[Brief]: Whenever a line in this data holds the word "below", report that line in full.

═══ Provided material

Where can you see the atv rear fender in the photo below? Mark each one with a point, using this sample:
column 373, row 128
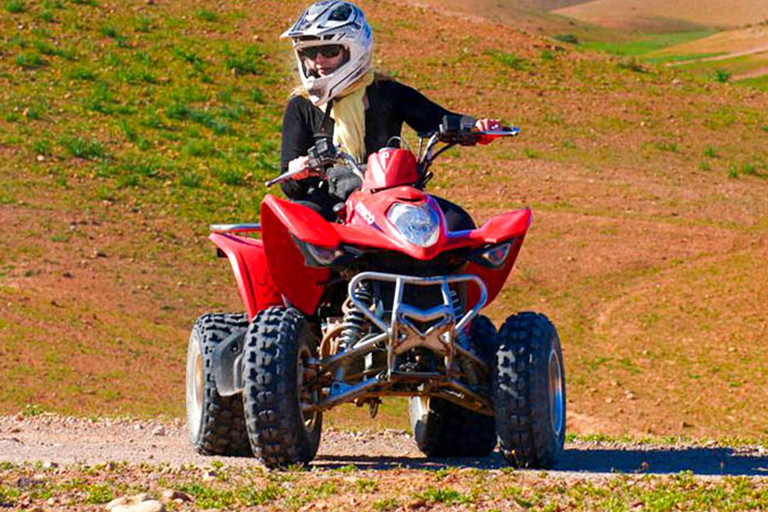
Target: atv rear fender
column 282, row 222
column 249, row 264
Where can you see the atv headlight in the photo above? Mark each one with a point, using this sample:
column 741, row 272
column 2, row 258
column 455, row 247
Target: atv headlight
column 318, row 256
column 419, row 224
column 492, row 257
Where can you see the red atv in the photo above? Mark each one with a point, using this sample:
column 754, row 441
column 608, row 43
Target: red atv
column 384, row 302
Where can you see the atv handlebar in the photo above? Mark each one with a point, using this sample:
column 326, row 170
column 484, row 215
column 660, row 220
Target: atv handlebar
column 452, row 131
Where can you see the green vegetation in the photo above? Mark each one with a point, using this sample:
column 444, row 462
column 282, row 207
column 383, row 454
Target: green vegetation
column 640, row 44
column 245, row 488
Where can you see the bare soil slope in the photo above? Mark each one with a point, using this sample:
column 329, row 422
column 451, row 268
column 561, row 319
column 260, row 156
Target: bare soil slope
column 126, row 129
column 64, row 464
column 713, row 13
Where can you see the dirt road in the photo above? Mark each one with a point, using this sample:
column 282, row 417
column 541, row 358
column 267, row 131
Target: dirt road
column 76, row 440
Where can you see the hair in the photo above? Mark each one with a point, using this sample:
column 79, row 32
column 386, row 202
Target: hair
column 378, row 76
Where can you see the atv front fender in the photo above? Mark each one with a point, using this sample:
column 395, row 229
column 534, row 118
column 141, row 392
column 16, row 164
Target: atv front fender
column 249, row 264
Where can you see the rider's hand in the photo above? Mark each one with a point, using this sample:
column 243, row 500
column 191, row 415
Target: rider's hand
column 488, row 125
column 301, row 164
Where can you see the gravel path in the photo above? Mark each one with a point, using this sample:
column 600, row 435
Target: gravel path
column 67, row 440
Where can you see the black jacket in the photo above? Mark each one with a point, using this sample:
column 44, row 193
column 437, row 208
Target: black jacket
column 390, row 104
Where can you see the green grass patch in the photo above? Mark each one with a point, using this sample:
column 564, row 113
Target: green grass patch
column 79, row 147
column 15, row 6
column 665, row 59
column 646, row 43
column 509, row 60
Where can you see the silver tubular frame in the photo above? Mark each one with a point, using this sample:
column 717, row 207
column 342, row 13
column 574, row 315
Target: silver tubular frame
column 402, row 334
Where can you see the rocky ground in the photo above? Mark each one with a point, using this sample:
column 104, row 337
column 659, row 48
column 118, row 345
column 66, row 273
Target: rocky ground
column 70, row 440
column 50, row 462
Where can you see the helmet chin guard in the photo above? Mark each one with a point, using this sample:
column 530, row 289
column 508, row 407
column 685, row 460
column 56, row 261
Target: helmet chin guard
column 332, row 22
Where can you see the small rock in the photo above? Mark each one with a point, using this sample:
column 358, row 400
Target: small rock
column 123, row 500
column 173, row 495
column 142, row 506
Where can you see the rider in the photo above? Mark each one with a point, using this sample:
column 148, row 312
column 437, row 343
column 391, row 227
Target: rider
column 342, row 97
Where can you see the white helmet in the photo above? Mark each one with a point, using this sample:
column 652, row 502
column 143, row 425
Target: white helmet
column 332, row 22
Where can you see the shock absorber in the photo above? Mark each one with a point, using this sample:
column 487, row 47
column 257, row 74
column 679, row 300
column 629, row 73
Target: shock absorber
column 462, row 339
column 354, row 320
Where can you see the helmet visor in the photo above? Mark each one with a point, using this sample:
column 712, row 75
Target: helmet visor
column 329, row 51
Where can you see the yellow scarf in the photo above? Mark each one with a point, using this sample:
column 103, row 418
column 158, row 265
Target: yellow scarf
column 348, row 113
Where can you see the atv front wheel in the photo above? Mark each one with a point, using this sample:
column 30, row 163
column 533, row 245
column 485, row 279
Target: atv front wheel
column 277, row 347
column 529, row 391
column 445, row 429
column 216, row 423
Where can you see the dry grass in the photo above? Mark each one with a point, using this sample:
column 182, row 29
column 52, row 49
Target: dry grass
column 636, row 179
column 626, row 13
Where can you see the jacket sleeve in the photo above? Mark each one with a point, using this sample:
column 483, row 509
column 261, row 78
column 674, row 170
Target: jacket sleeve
column 297, row 139
column 418, row 112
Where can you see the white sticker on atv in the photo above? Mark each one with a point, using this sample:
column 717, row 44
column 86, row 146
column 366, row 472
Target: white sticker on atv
column 365, row 213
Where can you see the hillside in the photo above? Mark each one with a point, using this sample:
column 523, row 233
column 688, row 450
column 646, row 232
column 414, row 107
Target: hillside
column 628, row 13
column 126, row 128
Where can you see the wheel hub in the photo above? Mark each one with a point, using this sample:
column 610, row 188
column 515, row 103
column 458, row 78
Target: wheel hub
column 556, row 394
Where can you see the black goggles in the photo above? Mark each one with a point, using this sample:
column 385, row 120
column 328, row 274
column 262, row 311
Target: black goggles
column 328, row 51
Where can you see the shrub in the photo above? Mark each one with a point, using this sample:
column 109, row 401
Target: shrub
column 567, row 38
column 722, row 76
column 30, row 61
column 15, row 6
column 82, row 148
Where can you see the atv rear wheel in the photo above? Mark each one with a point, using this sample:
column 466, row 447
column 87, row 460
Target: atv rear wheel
column 216, row 424
column 277, row 346
column 529, row 391
column 445, row 429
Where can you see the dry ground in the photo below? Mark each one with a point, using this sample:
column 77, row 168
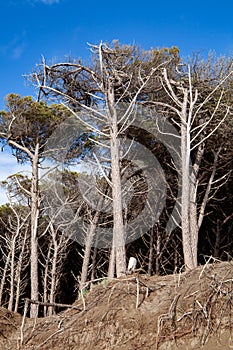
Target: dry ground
column 192, row 310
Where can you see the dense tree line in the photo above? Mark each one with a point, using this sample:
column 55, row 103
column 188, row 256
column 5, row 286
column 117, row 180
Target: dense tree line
column 41, row 257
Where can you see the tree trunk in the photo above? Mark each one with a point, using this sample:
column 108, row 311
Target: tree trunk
column 188, row 209
column 34, row 226
column 118, row 224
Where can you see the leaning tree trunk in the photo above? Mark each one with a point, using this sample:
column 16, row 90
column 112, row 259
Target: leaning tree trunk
column 188, row 209
column 34, row 227
column 118, row 246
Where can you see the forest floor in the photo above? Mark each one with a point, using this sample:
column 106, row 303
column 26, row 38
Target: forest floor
column 191, row 310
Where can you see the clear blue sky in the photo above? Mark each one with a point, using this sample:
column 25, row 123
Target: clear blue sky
column 56, row 28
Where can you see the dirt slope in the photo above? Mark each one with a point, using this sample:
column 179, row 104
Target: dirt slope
column 185, row 311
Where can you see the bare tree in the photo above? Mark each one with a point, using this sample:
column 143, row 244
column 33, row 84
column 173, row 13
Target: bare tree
column 106, row 86
column 197, row 117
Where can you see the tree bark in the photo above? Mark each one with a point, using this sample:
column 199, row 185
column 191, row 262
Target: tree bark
column 34, row 226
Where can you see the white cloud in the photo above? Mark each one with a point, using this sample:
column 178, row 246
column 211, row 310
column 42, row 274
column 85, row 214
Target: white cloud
column 50, row 2
column 46, row 2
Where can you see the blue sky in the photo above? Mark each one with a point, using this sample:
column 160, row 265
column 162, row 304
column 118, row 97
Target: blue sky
column 57, row 28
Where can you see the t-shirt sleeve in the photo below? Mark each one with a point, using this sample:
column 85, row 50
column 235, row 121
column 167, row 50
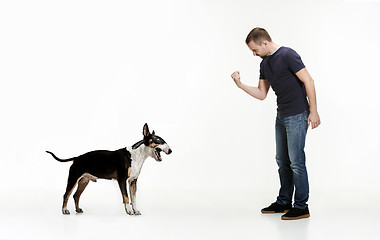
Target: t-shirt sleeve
column 262, row 76
column 294, row 61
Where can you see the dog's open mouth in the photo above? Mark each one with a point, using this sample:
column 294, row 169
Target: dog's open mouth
column 157, row 152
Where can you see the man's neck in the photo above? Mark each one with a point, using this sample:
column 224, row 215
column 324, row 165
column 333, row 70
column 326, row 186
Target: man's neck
column 272, row 48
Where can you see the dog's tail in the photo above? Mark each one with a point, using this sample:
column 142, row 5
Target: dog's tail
column 60, row 160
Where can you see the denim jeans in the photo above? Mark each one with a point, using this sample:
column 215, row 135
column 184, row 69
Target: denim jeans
column 290, row 157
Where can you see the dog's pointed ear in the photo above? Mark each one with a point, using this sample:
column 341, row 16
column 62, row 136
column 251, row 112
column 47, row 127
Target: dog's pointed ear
column 146, row 130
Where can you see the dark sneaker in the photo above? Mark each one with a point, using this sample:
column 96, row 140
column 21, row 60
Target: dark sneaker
column 277, row 208
column 296, row 213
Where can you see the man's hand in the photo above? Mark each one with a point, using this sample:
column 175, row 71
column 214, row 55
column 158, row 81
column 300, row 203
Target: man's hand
column 313, row 120
column 236, row 77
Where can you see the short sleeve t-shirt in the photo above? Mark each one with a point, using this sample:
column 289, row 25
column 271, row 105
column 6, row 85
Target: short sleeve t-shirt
column 279, row 70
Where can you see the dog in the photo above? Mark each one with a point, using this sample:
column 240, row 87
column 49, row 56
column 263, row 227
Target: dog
column 123, row 165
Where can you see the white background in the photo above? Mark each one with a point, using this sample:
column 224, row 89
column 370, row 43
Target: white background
column 83, row 75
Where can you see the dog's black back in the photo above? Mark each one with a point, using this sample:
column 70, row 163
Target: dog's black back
column 102, row 164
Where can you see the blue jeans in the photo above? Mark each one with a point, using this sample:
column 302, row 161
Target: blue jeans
column 290, row 157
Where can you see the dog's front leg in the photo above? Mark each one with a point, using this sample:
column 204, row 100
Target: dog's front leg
column 124, row 193
column 132, row 191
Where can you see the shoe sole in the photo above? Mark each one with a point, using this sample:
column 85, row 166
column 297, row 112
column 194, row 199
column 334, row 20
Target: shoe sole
column 295, row 218
column 273, row 212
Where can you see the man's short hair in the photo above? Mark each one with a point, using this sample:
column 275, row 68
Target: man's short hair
column 258, row 35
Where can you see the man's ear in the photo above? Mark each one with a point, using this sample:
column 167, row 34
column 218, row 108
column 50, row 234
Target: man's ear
column 146, row 132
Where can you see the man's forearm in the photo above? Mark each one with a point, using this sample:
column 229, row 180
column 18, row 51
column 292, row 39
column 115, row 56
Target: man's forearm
column 253, row 91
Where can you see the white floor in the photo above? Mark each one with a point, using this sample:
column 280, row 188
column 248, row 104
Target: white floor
column 185, row 215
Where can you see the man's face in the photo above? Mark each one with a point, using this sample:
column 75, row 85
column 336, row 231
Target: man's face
column 258, row 49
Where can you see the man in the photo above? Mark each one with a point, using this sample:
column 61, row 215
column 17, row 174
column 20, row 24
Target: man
column 283, row 70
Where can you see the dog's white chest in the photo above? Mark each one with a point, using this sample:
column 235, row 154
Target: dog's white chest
column 135, row 169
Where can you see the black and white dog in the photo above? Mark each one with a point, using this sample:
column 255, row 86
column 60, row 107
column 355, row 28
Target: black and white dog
column 123, row 165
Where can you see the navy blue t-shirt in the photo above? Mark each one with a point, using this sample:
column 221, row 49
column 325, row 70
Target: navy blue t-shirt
column 279, row 70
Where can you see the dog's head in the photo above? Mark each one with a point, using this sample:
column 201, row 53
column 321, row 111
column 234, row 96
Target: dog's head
column 156, row 143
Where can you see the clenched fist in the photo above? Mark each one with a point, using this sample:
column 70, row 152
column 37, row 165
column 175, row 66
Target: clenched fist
column 236, row 77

══════

[Exercise output]:
Where can you see the atv rear fender in the photo below? Mark each one with a point, using this sample:
Where can you see the dry ground in the photo below? Mark each one with a point, using this sample:
Where can you see the t-shirt sleeve in the photo below? Mark each one with a point, using this sample:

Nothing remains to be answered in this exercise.